Converti questi record in un CSV a due colonne, «input» e «output», con una riga per ciascun record: nella prima il testo, nella seconda la risposta, ognuno in un solo campo tra virgolette e con gli a capo sostituiti da spazi. Includi tutti i record e lascia fuori le immagini.

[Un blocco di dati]
+ + + +
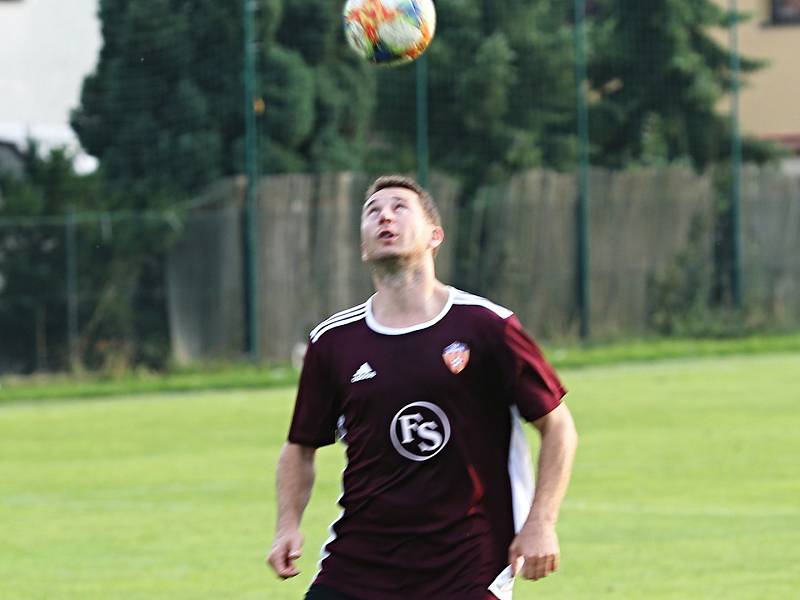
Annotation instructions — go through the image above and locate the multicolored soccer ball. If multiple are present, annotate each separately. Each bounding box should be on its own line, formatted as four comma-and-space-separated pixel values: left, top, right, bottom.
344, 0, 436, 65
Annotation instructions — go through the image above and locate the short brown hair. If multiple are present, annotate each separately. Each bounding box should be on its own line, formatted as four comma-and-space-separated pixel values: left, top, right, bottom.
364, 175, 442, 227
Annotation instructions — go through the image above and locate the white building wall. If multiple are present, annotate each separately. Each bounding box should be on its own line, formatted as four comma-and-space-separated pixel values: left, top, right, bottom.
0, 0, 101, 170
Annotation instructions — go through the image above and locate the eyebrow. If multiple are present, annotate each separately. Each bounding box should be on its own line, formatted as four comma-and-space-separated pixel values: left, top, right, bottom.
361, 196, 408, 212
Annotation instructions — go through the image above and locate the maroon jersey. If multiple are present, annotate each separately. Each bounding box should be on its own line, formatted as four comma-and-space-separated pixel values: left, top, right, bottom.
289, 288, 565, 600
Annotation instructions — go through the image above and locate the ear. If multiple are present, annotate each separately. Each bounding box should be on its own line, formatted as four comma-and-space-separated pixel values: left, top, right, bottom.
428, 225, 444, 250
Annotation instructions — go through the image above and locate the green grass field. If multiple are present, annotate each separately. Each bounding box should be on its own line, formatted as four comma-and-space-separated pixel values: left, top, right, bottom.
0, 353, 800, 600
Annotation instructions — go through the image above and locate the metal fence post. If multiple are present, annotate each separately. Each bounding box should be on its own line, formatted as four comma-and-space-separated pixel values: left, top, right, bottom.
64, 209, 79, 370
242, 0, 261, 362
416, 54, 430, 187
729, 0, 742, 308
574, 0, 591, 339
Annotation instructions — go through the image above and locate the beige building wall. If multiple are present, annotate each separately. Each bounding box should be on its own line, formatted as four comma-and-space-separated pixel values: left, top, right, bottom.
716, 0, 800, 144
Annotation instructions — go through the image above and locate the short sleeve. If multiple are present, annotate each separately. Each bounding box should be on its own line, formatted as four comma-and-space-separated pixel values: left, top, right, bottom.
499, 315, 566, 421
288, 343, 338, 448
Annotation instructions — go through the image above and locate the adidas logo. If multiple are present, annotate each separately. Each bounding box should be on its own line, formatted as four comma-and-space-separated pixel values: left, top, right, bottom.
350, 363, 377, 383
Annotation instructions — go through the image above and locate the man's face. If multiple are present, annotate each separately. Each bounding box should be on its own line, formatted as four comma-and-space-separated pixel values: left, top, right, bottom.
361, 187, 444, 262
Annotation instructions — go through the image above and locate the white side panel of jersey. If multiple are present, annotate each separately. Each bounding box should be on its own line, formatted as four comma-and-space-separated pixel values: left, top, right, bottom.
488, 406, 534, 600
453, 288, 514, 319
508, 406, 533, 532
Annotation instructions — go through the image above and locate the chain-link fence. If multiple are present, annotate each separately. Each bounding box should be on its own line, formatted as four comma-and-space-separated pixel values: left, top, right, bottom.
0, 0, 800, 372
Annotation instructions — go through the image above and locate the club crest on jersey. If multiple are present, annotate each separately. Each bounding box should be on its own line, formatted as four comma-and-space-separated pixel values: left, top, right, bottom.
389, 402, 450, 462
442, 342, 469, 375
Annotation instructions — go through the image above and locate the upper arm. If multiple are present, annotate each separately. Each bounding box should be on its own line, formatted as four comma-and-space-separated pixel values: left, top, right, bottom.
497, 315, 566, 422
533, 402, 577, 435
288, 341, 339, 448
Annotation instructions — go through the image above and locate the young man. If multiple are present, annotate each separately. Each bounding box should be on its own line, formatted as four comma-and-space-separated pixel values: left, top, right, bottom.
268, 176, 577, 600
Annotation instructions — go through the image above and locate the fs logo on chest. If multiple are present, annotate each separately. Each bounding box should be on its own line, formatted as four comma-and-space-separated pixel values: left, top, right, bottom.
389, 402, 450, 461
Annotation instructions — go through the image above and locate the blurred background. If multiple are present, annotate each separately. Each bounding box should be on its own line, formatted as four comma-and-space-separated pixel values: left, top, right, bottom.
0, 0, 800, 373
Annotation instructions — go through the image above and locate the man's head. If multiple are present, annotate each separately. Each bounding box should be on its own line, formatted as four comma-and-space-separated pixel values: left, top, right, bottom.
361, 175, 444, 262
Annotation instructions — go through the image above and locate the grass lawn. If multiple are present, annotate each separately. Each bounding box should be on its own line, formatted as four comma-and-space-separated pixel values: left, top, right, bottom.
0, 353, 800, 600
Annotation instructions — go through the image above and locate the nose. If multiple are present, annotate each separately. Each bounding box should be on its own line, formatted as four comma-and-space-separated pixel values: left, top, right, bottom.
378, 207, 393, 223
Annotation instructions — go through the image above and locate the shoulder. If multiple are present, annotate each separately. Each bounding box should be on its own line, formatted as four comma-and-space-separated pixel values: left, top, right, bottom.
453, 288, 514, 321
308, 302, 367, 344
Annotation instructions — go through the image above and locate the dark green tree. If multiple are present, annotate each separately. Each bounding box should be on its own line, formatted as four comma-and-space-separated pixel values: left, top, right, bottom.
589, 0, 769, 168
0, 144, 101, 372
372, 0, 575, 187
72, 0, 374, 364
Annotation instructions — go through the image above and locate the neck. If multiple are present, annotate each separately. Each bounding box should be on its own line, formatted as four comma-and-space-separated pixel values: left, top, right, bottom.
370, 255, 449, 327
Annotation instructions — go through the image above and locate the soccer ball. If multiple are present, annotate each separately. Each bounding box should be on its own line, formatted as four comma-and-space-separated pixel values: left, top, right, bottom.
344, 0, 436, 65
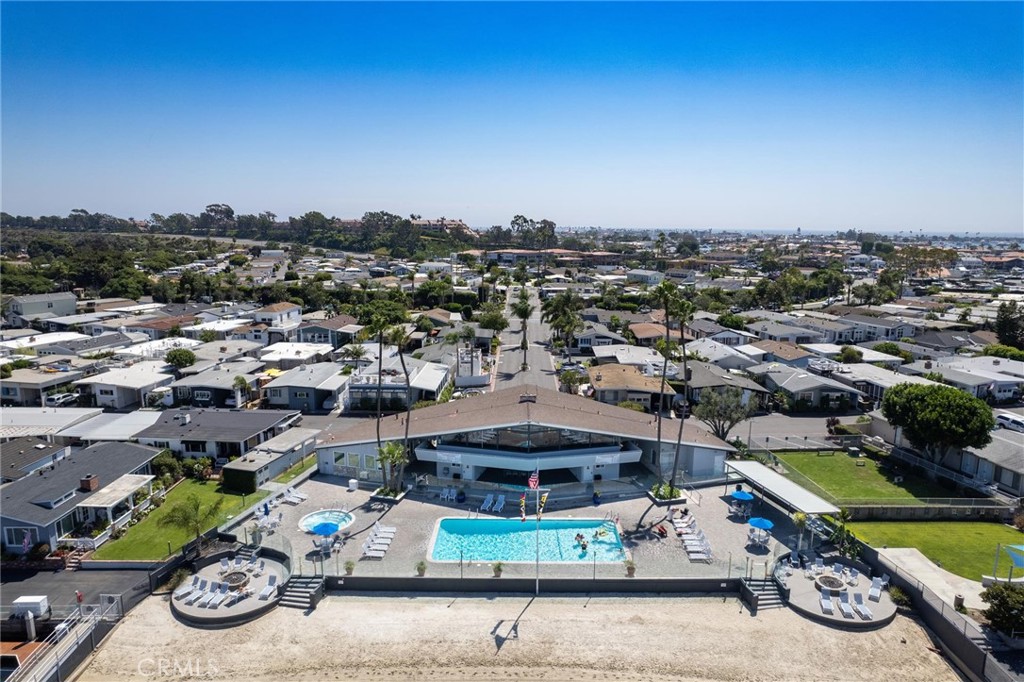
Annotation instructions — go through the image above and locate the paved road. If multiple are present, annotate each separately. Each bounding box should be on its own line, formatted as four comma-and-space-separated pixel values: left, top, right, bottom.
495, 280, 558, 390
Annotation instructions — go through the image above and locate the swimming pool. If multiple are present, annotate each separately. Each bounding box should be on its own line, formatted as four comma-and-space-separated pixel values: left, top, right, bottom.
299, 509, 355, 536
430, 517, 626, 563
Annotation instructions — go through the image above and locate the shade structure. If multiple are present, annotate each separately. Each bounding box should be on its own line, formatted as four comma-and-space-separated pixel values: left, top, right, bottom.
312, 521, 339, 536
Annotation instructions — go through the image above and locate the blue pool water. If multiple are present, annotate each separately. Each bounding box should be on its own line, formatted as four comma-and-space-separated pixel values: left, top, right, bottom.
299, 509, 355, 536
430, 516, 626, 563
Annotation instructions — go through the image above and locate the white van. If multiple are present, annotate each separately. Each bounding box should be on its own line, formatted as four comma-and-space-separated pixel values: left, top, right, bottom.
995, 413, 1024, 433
+ + + +
RISULTATO FINALE:
input,output
"Annotation instructions — go through the image above and locate the multicolored soccer ball. If multiple are present, annotate each separately. Each bounding box should be on its own line, formatted as four comma-and-space-separated pixel values: left, top, right, bottom.","344, 0, 436, 65"
"Annotation instructions — go through the image above and locate the short brown hair. If multiple are present, annotate each separately. Each bounding box should be on its own line, formatted as four comma-and-space-separated pixel values: left, top, right, bottom.","364, 175, 442, 227"
"Annotation instructions — go through the image above and locate the white building wall. If multiple are present, annotate each separately. Each bounding box should be on its own line, formatted as four comma-and-space-separated pixel values: left, top, right, bottom.","0, 0, 101, 170"
"Annotation instructions — go through the image above and locate the eyebrow. If multiple are present, annotate each separately. Each bounding box should be on its own line, formatted as four comma-and-space-separated pixel values: left, top, right, bottom.","361, 196, 408, 212"
"Annotation instructions — go through the image above and locate the maroon jersey. If multiple are present, annotate each separately. Each bounding box should be on its own line, formatted as four comma-and-space-separated pixel values: left, top, right, bottom.","289, 288, 565, 600"
"Annotation instructions — go through the image above and locate the ear. If multiple are present, annotate each separately. Each bounding box should be on its own line, formatted as four comma-and-space-separated pixel values: left, top, right, bottom.","428, 225, 444, 250"
"Annotation instructions — go through the image above and locate the green grass field. If multiple are present, annotate each separately. Each bounding box should be on its own line, formatted as four comma-and-space-separated pixel values: left, top, right, bottom.","0, 353, 800, 600"
"Annotation instructions — go through the image above and locate the metal fence post. If multiple are present, annotate each separately. Each bounding box should be on its own line, formatted as four comma-and-space-separated pixel values: left, top, right, bottom.","64, 209, 79, 370 242, 0, 261, 362 416, 54, 430, 187 729, 0, 742, 308 574, 0, 591, 339"
"Annotation instructions — go through the image above and locate the beige building wall. If multiple are present, annotate each separately. Each bounding box should be on its own line, formatted as four comma-and-space-separated pixel values: left, top, right, bottom.","716, 0, 800, 144"
"Annotation instructions — go through the image above and locate the short sleeve. If multiple are present, annotate each separately. Each bounding box should be on its own line, formatted as four comma-and-space-separated pixel values: left, top, right, bottom.","499, 315, 566, 421 288, 343, 338, 448"
"Annotation instructions — go through the image above and locate the adidas logo. If multiple are present, annotate each separately. Each bounding box should be on its own line, formatted as four comma-and-space-separated pixel values: left, top, right, bottom.","350, 363, 377, 383"
"Annotation instructions — go through the image above and locate the man's face. If multiple are present, annotate each separately. Each bounding box should be on its own line, formatted as four comma-and-space-separated pixel values: left, top, right, bottom.","361, 187, 444, 262"
"Annotation instructions — go through the image above and locate the white side panel of jersey. If multiple are present, annotate each separately. Each bounding box should be on its own line, formatted as four comma-and-space-separated pixel values: left, top, right, bottom.","488, 406, 534, 600 453, 288, 514, 319 508, 406, 533, 532"
"Annotation instructions — go through the image above and locate the chain-link fence. If multiple are present, annotate each separately. Each bounding box should be on its own line, formatted as four comma-and-space-separated pixel values: left, top, right, bottom.","0, 0, 800, 372"
"Annotation instructions — go through the image above and locate the club crest on jersey. If multiple are present, annotate each separately. Each bounding box should be on its own line, formatted as four comma-and-space-separated pixel values: left, top, right, bottom.","389, 402, 450, 462 442, 342, 469, 375"
"Annotation instructions — go through the image above and locate the upper arm. If multiple are present, annotate each separately. Each bounding box should be on its own line, formatted as four comma-and-space-separated pixel values: left, top, right, bottom.","497, 315, 566, 422 533, 402, 577, 435 288, 341, 339, 448"
"Annotation instructions — go through the image above and locate the young man. If multiple are present, annotate each separately. Each bounding box should be on its own line, formatted as four comma-and-space-separated pixel values: left, top, right, bottom.","268, 176, 577, 600"
"Annotation instructions — go through the image above and locate the fs logo on chest. If multiple are present, annotate each separately. Each bounding box should be on its own line, formatted as four comma-and-space-separated pixel values: left, top, right, bottom.","389, 402, 450, 461"
"Annotation instructions — go through the image above and locate the blurred background. If multiple are present, annotate each separately. Each bounding box should be on its own line, formatted as four comma-and-space-separated pixel values: left, top, right, bottom.","0, 0, 800, 373"
"Annotation instructions — go through the image above and locate the man's head. If multiple are present, annotate each separately. Each bounding box should be on its own line, formatted as four comma-and-space-separated pixel values: left, top, right, bottom.","361, 175, 444, 262"
"Annotation instructions — go through the image above and locate the grass lawn. If multiple are present, annotate each separately. Each bounding box should be on its own line, formatted as four comma-and-space-separated pixel values: left, top, right, bottom.","0, 353, 800, 600"
"Annotation instructions — go through the image above and locate the nose. If multiple are present, annotate each separately. Each bounding box should be on its own line, formatted as four comma-and-space-separated pixel values: left, top, right, bottom.","378, 207, 393, 223"
"Annotation instructions — go through the image above and locate the shoulder. If multiple are present, annotate each separately. Each bounding box should be on its own line, formatted as four comma-and-space-separated pixel values: left, top, right, bottom.","453, 288, 514, 321 308, 302, 367, 344"
"Annotation instructions — go through the image above and locate the dark green tree. If multiple are present, annotate each separately. Each bounding box should be on its own line, formatted as four comma-and-space-separated pixel values: left, top, right, bottom.","589, 0, 769, 168 0, 144, 101, 372 372, 0, 575, 187 72, 0, 374, 364"
"Annotation instructions — go through the image above and locate the neck. If multiple are present, annotate each separately. Each bounding box should be on its own line, formatted as four comma-and-space-separated pixel values: left, top, right, bottom.","370, 255, 449, 327"
"Annotation instructions — go through the image above and locate the soccer ball. If multiple are present, annotate each separately. Each bounding box should be on its own line, formatted as four comma-and-space-separated pixel values: left, top, right, bottom.","344, 0, 436, 65"
"Annotation instructions — go through the image above and locate the paved road. If multiple are present, annotate each separately. Each bounding box should be on its own line, formatted as four comma-and-space-separated pixel values: left, top, right, bottom.","495, 280, 558, 390"
"Annotation instructions — go through the image above and locate the swimming pool. If multiple are present, annotate each separately. Each bounding box should be on its own line, formatted as four comma-and-space-separated pixel values: left, top, right, bottom.","299, 509, 355, 536 430, 517, 626, 563"
"Annotation instructions — go through the image above and locate the shade structure. If multiple are present, annotate each separately. Each bounding box should be on its own line, formatted as four comma-and-space-separated pixel values: left, top, right, bottom.","312, 521, 339, 536"
"Annotation instructions — go through the image above and locate the blue pool water. If multiple are present, annotate each separately. Each bounding box should be on its own line, formatted as four comma-and-space-separated pixel values: left, top, right, bottom.","299, 509, 355, 536 430, 516, 626, 563"
"Annotation instructions — go through the image above and locate the white van. If multiple are present, annotate each separately. Each bounding box should be on its own line, formatted as four comma-and-space-separated pixel values: left, top, right, bottom.","995, 413, 1024, 433"